- _WRITTEN TASK_:
Rescale the entries from the first line through the line containing "point(71, 118)", reproducing every line but multiplying each answer coordinate by 0.8 and rounding to a whole number, with halves going up. Leave the sample coordinates as they are.

*** RECORD SET

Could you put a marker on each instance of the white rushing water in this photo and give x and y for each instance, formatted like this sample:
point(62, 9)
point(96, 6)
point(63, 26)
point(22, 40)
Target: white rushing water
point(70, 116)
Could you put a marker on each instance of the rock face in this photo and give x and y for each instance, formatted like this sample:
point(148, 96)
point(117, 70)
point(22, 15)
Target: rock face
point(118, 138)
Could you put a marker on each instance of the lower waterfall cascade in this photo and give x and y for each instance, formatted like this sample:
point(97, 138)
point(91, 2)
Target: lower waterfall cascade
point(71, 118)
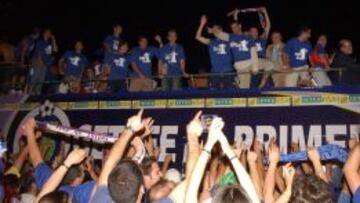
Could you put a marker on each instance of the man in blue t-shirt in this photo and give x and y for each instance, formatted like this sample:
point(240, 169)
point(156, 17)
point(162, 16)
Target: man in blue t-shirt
point(42, 61)
point(319, 59)
point(351, 172)
point(117, 68)
point(111, 42)
point(297, 52)
point(73, 182)
point(172, 63)
point(26, 47)
point(220, 57)
point(243, 50)
point(260, 42)
point(141, 63)
point(73, 63)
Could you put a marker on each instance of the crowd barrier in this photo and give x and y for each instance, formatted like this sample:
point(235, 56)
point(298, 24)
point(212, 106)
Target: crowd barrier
point(310, 117)
point(16, 77)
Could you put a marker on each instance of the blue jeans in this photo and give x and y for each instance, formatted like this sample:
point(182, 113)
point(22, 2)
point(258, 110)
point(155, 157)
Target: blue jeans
point(37, 77)
point(221, 81)
point(173, 83)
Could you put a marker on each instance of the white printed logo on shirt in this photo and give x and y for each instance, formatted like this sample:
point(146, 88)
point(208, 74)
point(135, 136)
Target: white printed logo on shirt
point(259, 47)
point(75, 60)
point(48, 50)
point(171, 58)
point(301, 55)
point(145, 58)
point(119, 62)
point(116, 44)
point(242, 46)
point(220, 50)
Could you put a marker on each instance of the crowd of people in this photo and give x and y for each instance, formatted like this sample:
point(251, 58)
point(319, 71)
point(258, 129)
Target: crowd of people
point(236, 58)
point(214, 171)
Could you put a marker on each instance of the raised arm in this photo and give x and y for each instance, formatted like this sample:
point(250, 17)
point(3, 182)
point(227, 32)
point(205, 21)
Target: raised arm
point(219, 34)
point(269, 186)
point(265, 23)
point(19, 162)
point(75, 157)
point(199, 36)
point(199, 169)
point(159, 40)
point(251, 158)
point(34, 150)
point(134, 124)
point(234, 13)
point(194, 129)
point(89, 167)
point(289, 173)
point(240, 171)
point(314, 157)
point(166, 164)
point(351, 169)
point(54, 44)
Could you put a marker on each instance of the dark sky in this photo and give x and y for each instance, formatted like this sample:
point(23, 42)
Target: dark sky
point(91, 20)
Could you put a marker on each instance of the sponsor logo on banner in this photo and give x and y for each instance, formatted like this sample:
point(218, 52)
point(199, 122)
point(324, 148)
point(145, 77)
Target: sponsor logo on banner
point(83, 105)
point(149, 104)
point(226, 102)
point(325, 99)
point(62, 105)
point(186, 103)
point(269, 101)
point(115, 104)
point(28, 106)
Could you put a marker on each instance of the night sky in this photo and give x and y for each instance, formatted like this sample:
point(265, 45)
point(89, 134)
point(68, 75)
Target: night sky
point(91, 20)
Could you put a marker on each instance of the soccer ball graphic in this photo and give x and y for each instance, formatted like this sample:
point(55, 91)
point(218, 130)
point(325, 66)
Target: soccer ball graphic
point(47, 109)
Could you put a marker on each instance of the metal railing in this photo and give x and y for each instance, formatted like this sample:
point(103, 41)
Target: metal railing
point(15, 79)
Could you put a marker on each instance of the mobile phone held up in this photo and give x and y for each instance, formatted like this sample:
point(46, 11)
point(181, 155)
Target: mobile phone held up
point(206, 121)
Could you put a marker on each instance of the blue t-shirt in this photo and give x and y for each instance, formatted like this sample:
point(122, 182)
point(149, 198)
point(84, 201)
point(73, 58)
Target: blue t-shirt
point(320, 50)
point(261, 47)
point(164, 200)
point(142, 58)
point(102, 195)
point(119, 65)
point(80, 194)
point(113, 42)
point(298, 52)
point(356, 196)
point(172, 55)
point(220, 56)
point(31, 41)
point(241, 47)
point(44, 50)
point(75, 63)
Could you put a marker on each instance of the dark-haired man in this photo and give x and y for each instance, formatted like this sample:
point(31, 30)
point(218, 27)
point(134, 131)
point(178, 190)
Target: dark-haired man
point(141, 63)
point(220, 57)
point(73, 63)
point(243, 50)
point(296, 57)
point(78, 191)
point(116, 66)
point(121, 181)
point(42, 60)
point(344, 59)
point(172, 63)
point(111, 42)
point(261, 42)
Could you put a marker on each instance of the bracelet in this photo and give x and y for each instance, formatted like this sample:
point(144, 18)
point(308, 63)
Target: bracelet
point(130, 129)
point(234, 157)
point(63, 164)
point(207, 151)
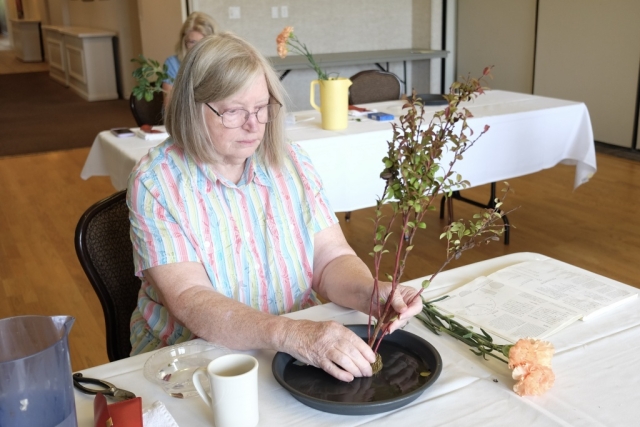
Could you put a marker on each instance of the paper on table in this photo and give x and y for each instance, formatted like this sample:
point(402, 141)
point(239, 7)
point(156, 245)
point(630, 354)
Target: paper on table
point(587, 292)
point(534, 299)
point(157, 415)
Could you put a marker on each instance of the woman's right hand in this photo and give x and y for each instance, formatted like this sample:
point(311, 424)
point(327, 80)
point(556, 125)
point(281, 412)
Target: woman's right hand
point(330, 346)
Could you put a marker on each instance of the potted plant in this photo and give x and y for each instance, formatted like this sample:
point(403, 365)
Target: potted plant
point(147, 97)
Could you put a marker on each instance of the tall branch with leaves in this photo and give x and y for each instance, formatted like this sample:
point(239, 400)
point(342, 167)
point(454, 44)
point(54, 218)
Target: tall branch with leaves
point(418, 169)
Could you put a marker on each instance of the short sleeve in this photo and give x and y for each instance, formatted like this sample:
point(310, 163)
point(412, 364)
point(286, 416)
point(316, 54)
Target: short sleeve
point(323, 215)
point(157, 238)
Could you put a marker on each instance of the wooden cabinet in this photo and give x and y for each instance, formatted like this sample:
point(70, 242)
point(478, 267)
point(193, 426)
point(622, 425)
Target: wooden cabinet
point(83, 59)
point(54, 47)
point(26, 40)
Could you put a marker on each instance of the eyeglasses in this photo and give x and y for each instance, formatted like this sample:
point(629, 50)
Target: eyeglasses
point(237, 117)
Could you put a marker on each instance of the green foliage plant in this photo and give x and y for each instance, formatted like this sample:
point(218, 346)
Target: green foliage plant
point(149, 75)
point(419, 168)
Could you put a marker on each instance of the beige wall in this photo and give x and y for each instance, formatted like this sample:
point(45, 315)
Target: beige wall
point(120, 16)
point(499, 33)
point(330, 26)
point(160, 23)
point(592, 54)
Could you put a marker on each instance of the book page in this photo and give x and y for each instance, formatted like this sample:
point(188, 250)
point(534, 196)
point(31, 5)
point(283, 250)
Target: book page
point(573, 287)
point(507, 311)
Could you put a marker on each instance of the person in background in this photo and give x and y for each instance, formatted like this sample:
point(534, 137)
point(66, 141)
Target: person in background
point(197, 26)
point(231, 226)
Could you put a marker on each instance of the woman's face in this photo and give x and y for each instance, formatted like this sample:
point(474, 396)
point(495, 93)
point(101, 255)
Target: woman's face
point(234, 146)
point(191, 38)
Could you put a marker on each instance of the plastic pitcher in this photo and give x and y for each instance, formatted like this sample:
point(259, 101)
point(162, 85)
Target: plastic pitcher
point(36, 387)
point(334, 102)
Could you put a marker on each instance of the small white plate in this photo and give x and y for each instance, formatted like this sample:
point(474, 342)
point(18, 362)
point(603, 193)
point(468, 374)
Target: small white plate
point(172, 367)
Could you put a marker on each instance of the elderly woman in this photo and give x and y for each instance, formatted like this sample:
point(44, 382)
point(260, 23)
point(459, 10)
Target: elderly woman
point(197, 26)
point(231, 226)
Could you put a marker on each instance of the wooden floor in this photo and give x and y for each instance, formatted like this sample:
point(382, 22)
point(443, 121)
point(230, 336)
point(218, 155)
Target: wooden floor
point(42, 197)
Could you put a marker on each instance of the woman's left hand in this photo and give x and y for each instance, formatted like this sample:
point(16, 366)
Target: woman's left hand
point(404, 302)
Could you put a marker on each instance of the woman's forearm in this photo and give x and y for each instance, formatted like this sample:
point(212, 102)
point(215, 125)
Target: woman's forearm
point(347, 281)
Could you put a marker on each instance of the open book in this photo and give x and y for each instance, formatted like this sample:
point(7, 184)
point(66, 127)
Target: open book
point(534, 299)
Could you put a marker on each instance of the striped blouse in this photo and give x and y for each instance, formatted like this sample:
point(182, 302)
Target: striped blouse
point(254, 238)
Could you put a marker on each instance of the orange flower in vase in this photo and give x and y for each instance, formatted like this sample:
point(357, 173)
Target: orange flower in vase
point(287, 39)
point(334, 91)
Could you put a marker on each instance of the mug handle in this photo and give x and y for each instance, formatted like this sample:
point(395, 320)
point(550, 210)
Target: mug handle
point(199, 373)
point(312, 94)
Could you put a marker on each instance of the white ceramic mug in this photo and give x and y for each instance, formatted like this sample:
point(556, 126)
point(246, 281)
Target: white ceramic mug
point(234, 390)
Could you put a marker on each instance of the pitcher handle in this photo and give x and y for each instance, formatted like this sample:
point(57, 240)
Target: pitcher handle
point(312, 94)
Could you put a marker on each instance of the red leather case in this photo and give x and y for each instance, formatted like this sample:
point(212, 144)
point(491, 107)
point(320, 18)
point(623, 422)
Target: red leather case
point(127, 413)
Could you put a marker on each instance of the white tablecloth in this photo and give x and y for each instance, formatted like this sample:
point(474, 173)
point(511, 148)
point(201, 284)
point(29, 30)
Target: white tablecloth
point(596, 366)
point(528, 134)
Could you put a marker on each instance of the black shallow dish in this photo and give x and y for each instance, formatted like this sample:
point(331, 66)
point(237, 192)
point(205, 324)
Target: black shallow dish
point(405, 357)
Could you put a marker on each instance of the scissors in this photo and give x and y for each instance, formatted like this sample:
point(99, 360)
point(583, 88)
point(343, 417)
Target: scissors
point(107, 388)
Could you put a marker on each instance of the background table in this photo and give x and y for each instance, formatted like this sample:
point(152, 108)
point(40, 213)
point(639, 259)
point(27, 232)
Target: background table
point(528, 133)
point(340, 59)
point(595, 364)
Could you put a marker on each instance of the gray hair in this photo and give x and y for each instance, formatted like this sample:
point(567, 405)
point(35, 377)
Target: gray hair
point(215, 69)
point(196, 21)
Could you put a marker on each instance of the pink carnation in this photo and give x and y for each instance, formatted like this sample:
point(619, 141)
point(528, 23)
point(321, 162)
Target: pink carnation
point(531, 351)
point(533, 380)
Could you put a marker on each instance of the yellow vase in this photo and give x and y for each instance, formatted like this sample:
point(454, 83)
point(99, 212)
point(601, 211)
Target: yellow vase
point(334, 102)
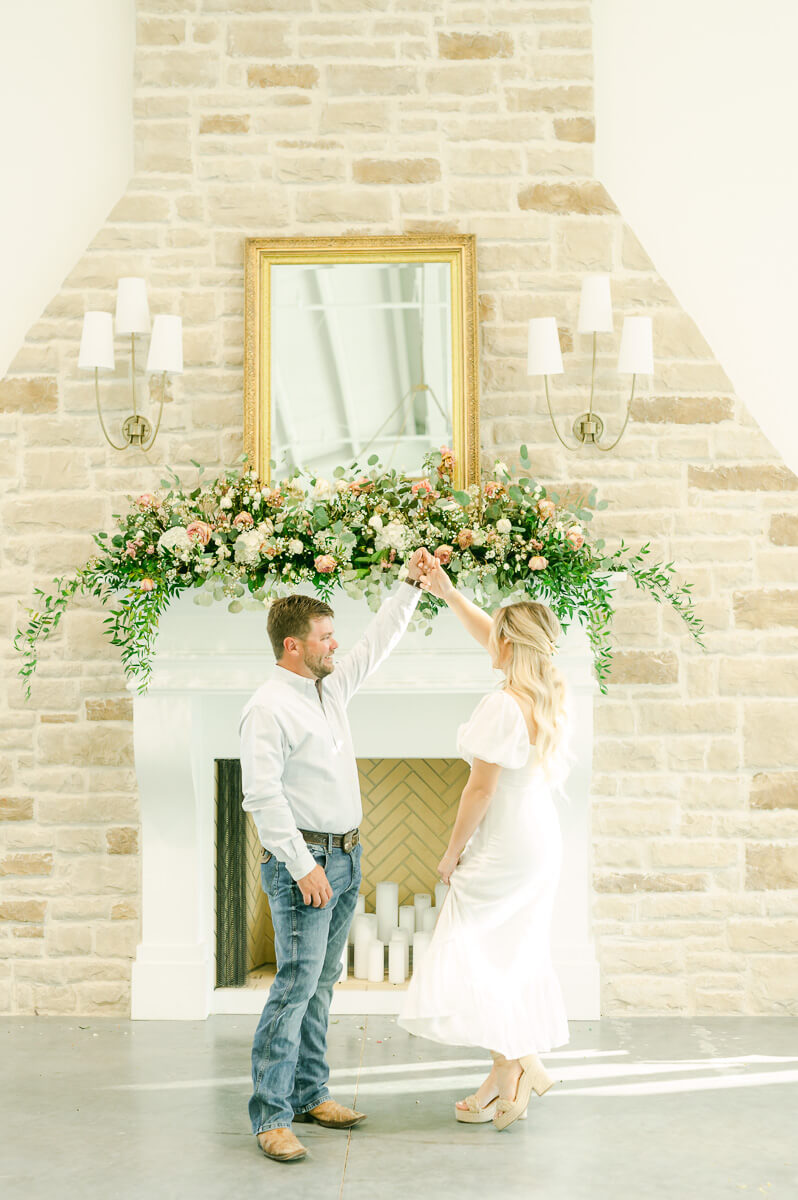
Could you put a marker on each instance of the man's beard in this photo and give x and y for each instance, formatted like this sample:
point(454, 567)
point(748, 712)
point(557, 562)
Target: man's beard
point(318, 665)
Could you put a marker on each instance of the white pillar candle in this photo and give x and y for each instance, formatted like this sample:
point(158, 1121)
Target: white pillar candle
point(406, 939)
point(407, 918)
point(420, 947)
point(364, 940)
point(396, 959)
point(430, 917)
point(376, 963)
point(387, 909)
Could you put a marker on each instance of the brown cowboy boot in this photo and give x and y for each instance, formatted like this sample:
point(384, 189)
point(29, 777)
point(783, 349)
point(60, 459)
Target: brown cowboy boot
point(331, 1115)
point(282, 1145)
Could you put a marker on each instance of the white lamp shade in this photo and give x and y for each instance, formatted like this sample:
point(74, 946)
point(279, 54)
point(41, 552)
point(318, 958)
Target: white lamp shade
point(595, 306)
point(132, 310)
point(636, 354)
point(97, 342)
point(166, 345)
point(544, 355)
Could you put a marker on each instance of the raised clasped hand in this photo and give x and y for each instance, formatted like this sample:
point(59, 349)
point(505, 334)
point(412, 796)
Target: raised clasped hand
point(447, 865)
point(419, 564)
point(435, 580)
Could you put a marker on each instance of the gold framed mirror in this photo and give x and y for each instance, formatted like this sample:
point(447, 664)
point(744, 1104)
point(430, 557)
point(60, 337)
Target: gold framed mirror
point(357, 347)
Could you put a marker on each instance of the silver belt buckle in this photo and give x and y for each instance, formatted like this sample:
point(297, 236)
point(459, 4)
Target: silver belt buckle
point(349, 841)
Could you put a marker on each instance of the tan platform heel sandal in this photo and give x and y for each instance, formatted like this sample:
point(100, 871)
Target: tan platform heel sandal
point(480, 1114)
point(477, 1115)
point(534, 1078)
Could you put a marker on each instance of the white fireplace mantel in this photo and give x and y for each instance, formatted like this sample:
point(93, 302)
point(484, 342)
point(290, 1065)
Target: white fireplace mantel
point(207, 665)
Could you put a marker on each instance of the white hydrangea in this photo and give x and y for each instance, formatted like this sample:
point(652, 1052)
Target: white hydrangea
point(249, 546)
point(391, 537)
point(175, 541)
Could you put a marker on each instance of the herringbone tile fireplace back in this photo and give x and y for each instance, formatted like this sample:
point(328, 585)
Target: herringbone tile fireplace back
point(409, 807)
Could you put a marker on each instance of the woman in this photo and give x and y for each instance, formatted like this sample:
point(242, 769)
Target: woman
point(487, 978)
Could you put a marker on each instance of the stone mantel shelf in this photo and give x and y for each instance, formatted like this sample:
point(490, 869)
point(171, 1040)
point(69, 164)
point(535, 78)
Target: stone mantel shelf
point(207, 663)
point(207, 647)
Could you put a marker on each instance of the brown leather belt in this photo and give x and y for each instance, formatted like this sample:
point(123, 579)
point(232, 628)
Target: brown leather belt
point(345, 841)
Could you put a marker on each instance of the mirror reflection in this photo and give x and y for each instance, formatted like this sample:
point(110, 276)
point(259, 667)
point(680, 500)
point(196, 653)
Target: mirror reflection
point(360, 364)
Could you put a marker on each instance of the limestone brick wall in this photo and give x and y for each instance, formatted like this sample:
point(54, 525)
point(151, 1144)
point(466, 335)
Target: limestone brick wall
point(325, 117)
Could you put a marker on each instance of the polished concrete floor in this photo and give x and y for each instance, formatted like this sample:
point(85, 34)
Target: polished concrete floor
point(645, 1108)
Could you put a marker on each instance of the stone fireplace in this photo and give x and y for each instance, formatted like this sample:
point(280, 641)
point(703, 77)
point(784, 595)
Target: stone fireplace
point(207, 664)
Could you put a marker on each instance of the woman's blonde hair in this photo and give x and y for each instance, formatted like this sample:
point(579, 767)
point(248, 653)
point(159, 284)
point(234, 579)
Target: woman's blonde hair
point(532, 629)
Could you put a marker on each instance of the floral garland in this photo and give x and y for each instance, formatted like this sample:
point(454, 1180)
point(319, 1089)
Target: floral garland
point(249, 541)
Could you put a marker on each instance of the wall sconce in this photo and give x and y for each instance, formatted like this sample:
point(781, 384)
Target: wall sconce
point(165, 358)
point(636, 357)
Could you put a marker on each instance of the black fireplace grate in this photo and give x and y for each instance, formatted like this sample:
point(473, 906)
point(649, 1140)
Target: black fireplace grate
point(231, 877)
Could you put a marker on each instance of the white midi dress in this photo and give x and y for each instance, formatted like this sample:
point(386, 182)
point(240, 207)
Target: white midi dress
point(487, 977)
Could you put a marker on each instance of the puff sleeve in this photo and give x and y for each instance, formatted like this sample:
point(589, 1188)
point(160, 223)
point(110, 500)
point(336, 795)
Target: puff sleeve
point(496, 732)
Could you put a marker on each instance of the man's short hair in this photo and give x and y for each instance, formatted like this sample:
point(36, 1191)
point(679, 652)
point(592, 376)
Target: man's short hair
point(291, 617)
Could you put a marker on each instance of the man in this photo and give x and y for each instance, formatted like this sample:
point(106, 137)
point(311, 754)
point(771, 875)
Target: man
point(300, 784)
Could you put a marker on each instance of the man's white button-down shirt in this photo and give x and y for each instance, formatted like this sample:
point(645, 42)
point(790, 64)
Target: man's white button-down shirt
point(298, 763)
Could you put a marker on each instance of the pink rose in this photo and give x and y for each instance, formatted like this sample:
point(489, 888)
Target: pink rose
point(199, 532)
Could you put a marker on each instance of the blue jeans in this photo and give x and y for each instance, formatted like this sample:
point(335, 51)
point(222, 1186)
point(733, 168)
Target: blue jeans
point(289, 1069)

******

- _ANSWER TO THE TASK_:
Could you put a marker on each instance of the white rushing water in this photo and give x and y for each instance, formatted like this sample:
point(62, 9)
point(96, 6)
point(63, 26)
point(22, 40)
Target: white rushing water
point(56, 93)
Could you put a marker on each instance of the rock face in this photo and give x and y for each instance, formatted like this sample:
point(148, 96)
point(117, 70)
point(22, 15)
Target: rock face
point(94, 110)
Could you put a marker on each instance of the lower waterfall cascade in this photo and give x and y for each instance, formatted like this sample:
point(97, 138)
point(91, 2)
Target: lower waterfall cascade
point(57, 94)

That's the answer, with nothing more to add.